** start Supplied material **

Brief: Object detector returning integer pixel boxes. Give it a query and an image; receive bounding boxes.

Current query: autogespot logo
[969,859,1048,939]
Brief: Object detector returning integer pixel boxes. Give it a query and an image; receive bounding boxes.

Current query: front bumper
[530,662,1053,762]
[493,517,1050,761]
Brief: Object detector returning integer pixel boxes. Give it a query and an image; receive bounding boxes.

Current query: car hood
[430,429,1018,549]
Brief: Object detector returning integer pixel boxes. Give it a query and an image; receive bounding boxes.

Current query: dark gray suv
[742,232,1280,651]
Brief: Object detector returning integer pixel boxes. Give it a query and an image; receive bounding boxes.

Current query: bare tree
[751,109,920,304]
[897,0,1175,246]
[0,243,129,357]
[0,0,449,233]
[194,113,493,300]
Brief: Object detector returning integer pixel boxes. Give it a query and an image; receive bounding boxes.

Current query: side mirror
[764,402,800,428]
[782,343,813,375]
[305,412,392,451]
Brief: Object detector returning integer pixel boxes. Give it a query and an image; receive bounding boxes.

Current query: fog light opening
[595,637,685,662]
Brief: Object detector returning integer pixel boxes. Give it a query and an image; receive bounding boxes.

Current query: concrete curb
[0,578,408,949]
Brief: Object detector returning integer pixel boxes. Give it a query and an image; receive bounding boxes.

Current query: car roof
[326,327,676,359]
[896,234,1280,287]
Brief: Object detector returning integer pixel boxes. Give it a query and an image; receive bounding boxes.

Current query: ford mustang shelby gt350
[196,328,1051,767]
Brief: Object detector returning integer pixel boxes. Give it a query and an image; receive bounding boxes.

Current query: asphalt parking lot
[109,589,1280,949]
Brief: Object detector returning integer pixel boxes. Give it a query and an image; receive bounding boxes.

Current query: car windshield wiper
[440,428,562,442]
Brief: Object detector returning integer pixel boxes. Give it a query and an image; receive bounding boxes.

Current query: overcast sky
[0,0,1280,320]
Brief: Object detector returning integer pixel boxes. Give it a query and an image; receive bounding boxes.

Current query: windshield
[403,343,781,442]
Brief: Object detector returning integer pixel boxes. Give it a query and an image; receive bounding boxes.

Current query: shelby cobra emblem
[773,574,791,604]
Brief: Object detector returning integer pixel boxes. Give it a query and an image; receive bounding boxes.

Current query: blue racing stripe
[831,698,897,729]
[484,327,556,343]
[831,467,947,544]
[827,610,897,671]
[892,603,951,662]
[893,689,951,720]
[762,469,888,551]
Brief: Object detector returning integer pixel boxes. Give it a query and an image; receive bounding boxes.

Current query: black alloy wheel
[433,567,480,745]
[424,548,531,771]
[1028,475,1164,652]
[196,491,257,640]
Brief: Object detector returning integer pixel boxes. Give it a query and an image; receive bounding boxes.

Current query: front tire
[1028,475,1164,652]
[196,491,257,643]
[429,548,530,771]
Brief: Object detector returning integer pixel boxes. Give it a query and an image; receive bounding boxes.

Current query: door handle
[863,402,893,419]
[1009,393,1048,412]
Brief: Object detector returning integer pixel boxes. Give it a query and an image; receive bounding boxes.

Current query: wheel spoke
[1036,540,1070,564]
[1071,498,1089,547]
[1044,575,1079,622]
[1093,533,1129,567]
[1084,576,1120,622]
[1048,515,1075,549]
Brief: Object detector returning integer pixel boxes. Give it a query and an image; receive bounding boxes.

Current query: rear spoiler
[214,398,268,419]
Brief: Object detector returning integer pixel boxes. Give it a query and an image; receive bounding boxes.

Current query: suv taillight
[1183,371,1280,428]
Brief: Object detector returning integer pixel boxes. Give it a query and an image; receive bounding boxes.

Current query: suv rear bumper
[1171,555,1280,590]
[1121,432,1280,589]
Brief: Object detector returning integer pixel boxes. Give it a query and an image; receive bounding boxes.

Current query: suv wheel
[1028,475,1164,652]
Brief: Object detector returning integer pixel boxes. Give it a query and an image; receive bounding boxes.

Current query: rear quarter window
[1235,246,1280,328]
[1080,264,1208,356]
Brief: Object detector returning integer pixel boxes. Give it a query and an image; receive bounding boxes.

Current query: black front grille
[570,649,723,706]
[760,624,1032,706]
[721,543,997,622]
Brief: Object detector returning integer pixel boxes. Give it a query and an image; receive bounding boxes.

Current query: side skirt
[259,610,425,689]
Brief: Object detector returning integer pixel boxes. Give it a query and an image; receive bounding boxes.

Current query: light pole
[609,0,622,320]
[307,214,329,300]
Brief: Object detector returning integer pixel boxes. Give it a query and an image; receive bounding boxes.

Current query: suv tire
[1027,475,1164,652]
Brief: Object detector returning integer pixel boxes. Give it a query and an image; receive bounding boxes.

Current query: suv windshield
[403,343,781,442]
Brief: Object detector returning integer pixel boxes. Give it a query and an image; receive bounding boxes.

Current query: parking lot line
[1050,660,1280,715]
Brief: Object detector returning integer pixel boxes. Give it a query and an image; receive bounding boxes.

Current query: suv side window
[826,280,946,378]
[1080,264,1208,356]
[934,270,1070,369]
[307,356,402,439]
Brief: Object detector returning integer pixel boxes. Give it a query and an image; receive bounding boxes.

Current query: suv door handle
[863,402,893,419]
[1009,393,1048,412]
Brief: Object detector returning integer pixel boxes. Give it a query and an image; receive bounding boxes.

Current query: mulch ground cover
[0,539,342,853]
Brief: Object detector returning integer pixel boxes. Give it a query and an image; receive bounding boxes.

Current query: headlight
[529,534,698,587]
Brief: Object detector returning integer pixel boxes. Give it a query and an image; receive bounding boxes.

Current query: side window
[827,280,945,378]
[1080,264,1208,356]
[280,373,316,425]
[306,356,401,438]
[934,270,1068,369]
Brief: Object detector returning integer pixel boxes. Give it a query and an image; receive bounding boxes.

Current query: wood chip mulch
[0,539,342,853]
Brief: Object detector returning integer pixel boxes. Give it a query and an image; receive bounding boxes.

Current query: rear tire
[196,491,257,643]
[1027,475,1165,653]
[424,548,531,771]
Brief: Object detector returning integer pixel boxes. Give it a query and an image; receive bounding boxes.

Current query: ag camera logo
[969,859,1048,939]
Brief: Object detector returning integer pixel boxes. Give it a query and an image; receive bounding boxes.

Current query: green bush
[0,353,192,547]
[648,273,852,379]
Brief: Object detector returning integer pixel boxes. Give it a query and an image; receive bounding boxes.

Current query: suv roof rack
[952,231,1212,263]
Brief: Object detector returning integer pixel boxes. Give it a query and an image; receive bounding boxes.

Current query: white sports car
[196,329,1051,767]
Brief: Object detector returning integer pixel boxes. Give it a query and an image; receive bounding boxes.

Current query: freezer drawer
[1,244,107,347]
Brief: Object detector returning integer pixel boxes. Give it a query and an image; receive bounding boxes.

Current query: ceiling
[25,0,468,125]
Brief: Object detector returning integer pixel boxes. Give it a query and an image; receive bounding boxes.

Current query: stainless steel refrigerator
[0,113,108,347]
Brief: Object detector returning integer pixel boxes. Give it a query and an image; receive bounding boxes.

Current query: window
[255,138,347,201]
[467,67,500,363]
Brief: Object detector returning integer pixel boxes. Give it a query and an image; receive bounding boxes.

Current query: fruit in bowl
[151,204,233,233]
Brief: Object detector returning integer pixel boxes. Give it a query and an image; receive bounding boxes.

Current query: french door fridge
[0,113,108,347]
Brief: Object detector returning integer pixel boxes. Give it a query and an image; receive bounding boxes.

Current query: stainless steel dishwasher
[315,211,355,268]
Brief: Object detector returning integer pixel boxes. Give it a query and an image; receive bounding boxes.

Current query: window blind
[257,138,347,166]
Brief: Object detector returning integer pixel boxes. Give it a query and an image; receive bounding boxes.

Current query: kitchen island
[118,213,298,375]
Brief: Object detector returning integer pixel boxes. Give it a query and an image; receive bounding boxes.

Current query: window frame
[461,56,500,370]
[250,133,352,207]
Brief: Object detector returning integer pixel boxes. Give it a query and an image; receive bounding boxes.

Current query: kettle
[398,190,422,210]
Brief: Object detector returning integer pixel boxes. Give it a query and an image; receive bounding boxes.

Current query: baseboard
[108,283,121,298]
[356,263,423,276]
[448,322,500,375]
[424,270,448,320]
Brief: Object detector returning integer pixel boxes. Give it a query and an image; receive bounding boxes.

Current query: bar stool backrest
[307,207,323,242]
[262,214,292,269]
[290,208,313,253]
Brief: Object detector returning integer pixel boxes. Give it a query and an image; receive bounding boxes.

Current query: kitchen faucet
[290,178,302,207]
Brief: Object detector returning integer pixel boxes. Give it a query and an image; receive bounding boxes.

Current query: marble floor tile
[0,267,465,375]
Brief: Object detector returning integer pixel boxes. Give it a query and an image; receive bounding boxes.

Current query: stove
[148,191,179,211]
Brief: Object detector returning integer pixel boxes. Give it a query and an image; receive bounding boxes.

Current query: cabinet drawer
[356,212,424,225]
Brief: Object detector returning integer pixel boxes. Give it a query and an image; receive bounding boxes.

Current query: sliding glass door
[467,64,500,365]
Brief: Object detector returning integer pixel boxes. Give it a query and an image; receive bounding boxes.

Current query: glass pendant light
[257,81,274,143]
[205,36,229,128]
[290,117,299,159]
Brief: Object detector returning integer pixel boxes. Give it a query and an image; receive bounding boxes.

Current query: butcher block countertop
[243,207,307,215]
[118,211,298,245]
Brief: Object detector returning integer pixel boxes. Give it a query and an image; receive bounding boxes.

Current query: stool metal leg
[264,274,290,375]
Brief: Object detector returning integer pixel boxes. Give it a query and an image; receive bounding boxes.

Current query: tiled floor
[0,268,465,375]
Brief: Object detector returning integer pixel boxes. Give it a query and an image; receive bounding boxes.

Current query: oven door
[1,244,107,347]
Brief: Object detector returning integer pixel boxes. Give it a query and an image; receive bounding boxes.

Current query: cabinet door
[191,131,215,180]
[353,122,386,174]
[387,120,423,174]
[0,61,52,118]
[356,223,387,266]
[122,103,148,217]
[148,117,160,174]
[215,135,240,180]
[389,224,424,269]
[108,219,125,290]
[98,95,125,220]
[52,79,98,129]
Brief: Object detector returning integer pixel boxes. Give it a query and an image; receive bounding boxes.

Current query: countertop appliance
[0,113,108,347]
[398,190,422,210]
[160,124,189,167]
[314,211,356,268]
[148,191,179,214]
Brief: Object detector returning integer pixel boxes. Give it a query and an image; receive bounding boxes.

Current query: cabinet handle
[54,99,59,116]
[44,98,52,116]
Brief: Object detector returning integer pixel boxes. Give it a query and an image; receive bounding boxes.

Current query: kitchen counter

** end Supplied material **

== Task goal ==
Reproduce the lines from the very first one through the line containing "[196,328,1051,767]", including both ends, copying each one precisely.

== Reply ==
Brief: Object detector returning integer pixel boxes. Give it a query and an image; receive bounding boxes.

Current query: autogespot logo
[969,859,1048,939]
Brief: Object detector returning integer pixel boxes. Give it a query and an image; receive bounding boxes.

Current query: front bumper
[530,662,1053,762]
[493,517,1050,761]
Brief: Object detector returning integer pixel boxes. Give it a query and an image; receive bounding boxes.

Current query: car hood
[430,429,1018,549]
Brief: Object detector returning integer pixel boxes. Give it a query and an image; receive bounding boxes.

Current query: dark gray suv
[742,232,1280,651]
Brief: Object detector returning integer pixel boxes. Give it a query and an image; receive bounding boxes.

Current query: bare tree
[751,109,920,304]
[897,0,1175,246]
[0,243,129,357]
[0,0,449,233]
[194,113,493,300]
Brief: Object detector returning integer pixel boxes. Give it a query and an image; receive bounding boxes.

Current query: side mirror
[764,402,800,428]
[782,343,813,375]
[305,412,392,451]
Brief: Object detector returning integer pixel boxes. Give it a query and an image; receive bounding boxes.

Current query: fog light opening
[595,637,685,662]
Brief: Object detector returning integer pixel boxes. Give it a query and an image; receive bounding boxes.

Current query: concrete curb
[0,578,408,949]
Brief: Object detector returning integer pixel boxes. Give it a query and an image; receive bounding boxes.

Current query: car roof
[326,327,676,359]
[896,234,1280,287]
Brief: Object detector returning integer pixel boxes. Give it a query and an image; receive bounding boxes.

Current query: ford mustang shelby gt350
[196,328,1051,767]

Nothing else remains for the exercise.